## Work to complete
From the records below, pull out every line that contains the string "hood", treating uppercase and lowercase as different.

## Provided data
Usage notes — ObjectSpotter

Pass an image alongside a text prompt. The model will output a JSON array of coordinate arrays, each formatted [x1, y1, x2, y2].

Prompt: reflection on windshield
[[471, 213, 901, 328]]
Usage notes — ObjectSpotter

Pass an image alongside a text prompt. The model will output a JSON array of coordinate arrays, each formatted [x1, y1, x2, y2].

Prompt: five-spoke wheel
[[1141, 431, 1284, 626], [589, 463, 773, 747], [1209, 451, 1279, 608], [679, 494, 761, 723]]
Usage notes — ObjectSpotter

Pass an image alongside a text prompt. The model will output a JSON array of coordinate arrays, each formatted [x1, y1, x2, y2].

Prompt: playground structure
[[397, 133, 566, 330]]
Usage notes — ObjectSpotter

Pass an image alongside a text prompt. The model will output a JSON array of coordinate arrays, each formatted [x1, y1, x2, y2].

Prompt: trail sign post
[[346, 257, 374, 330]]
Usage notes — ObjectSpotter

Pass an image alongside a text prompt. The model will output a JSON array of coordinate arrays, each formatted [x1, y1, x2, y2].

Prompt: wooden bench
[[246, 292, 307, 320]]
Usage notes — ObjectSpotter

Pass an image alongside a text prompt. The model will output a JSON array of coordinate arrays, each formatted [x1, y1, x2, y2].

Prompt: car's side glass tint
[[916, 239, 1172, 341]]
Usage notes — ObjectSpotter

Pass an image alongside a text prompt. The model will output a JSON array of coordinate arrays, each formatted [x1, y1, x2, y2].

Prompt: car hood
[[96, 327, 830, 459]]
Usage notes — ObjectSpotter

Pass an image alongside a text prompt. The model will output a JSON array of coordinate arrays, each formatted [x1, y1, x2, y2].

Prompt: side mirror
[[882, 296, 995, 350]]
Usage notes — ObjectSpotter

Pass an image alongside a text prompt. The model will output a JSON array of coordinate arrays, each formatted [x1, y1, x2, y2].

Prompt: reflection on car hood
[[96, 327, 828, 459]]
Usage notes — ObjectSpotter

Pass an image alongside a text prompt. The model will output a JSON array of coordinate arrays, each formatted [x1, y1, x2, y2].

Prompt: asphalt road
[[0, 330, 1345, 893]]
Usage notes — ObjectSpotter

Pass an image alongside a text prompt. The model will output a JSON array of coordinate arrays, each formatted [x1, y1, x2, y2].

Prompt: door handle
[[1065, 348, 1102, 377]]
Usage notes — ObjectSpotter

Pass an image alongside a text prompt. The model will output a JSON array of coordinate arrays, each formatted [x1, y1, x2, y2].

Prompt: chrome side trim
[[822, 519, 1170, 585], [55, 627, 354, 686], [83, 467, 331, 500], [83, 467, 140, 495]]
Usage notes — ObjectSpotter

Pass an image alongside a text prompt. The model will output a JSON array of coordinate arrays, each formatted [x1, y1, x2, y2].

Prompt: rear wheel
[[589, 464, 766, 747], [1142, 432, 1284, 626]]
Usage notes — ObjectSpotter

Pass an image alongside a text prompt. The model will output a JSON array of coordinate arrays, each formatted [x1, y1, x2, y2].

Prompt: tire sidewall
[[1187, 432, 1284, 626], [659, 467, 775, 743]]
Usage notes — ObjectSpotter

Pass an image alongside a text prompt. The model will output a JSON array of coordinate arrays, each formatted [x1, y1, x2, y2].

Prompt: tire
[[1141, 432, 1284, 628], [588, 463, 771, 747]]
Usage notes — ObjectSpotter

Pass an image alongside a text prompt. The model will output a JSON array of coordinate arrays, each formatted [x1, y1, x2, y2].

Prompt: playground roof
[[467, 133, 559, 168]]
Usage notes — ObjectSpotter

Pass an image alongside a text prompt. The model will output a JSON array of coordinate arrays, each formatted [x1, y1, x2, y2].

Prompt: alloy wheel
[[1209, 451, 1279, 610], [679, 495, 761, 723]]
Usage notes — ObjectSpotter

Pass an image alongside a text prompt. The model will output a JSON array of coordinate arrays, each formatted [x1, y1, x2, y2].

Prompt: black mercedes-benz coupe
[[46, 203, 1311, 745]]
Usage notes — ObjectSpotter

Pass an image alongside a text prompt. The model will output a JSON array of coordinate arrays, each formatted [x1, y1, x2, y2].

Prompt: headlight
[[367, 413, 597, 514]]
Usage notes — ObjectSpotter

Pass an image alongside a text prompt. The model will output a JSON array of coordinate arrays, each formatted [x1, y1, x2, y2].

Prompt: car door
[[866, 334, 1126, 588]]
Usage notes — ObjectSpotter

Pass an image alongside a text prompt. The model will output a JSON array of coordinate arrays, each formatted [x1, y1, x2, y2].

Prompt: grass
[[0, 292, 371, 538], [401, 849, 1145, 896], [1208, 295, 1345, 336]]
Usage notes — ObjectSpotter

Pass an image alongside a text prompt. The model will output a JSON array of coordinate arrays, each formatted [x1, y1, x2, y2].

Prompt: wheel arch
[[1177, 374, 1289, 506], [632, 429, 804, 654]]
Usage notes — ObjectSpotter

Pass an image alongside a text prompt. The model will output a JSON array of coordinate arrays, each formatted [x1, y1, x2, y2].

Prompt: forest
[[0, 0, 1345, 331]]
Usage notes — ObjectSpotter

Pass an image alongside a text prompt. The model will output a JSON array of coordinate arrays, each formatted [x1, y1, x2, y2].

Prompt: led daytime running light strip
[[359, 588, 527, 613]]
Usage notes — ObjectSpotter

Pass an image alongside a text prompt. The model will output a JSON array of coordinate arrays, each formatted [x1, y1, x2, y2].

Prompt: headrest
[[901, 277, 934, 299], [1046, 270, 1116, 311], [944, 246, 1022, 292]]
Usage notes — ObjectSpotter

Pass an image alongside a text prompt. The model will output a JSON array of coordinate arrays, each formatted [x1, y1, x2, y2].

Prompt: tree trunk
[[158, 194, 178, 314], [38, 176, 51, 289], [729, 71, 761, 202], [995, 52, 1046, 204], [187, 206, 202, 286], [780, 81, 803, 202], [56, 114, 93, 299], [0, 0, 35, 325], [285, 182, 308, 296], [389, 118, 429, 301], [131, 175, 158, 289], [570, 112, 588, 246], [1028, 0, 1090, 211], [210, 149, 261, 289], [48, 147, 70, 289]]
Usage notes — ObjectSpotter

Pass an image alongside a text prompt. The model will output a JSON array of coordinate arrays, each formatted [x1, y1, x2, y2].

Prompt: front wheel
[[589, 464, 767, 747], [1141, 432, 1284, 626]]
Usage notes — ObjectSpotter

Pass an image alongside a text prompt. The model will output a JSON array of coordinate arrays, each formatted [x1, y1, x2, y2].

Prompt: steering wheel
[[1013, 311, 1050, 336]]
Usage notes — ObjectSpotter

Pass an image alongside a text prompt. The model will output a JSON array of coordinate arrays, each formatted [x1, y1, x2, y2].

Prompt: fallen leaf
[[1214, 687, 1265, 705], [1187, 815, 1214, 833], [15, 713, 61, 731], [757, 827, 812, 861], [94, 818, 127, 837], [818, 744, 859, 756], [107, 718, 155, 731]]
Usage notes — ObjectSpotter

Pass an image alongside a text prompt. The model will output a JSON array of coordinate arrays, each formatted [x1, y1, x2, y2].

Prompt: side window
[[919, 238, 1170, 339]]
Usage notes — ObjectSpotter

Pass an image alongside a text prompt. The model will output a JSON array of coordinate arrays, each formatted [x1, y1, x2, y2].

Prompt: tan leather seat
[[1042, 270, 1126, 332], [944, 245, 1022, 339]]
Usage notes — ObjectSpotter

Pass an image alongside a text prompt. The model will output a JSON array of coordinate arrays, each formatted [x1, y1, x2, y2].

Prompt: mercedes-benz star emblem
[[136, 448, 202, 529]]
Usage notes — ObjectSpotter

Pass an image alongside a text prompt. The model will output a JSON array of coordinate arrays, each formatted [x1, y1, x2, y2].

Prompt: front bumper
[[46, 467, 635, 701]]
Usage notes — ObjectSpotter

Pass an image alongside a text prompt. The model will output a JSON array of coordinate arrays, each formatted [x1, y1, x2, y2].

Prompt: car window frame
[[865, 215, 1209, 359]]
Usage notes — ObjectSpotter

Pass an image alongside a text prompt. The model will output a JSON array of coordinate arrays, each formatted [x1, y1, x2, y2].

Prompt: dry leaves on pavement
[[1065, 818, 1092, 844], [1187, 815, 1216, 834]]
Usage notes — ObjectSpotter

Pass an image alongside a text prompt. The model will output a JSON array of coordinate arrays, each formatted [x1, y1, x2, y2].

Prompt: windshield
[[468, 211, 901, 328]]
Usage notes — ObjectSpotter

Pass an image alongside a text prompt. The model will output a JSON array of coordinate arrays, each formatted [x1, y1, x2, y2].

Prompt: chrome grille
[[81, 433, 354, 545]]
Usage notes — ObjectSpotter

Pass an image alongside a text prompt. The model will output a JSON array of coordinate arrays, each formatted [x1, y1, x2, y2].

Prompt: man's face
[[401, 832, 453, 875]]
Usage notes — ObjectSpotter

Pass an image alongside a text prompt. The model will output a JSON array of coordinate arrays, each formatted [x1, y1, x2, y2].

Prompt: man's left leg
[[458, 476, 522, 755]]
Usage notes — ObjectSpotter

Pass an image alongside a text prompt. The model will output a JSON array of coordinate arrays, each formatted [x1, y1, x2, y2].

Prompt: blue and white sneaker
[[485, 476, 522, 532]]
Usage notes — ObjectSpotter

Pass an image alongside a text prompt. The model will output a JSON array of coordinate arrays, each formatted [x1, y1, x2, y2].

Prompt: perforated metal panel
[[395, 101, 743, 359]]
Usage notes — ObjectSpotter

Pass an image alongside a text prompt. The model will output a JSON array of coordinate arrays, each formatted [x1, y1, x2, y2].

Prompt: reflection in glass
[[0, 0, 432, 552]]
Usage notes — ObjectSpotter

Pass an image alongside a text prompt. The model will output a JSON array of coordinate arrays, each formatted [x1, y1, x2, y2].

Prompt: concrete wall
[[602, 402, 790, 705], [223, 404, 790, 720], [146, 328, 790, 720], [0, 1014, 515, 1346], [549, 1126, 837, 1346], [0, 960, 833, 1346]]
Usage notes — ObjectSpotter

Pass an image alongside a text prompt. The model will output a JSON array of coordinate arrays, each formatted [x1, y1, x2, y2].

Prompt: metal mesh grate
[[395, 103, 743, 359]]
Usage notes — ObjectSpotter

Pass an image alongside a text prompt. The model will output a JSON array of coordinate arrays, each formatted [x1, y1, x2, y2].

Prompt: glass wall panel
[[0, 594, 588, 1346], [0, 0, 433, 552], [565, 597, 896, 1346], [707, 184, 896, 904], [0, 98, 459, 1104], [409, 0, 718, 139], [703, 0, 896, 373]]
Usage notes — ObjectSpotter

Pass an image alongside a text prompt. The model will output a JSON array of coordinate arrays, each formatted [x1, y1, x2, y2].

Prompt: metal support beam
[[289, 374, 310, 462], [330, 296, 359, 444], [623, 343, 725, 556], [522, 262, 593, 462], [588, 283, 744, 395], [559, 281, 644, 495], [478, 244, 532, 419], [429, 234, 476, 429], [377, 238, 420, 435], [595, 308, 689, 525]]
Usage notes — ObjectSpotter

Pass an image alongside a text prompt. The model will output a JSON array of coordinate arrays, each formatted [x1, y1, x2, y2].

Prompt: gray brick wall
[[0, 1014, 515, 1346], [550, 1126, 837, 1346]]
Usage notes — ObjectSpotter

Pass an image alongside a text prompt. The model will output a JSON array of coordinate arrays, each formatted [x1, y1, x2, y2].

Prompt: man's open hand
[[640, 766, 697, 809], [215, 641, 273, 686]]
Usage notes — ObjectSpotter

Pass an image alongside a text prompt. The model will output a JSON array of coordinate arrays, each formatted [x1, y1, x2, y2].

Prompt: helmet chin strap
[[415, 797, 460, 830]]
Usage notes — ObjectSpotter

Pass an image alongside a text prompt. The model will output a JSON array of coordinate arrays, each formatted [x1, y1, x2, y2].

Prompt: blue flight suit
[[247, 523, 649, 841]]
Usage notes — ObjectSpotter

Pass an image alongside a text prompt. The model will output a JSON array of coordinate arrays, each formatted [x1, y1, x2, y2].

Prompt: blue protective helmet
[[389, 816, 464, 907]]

## Solution to the exercise
Prompt: car hood
Prompt: reflection on car hood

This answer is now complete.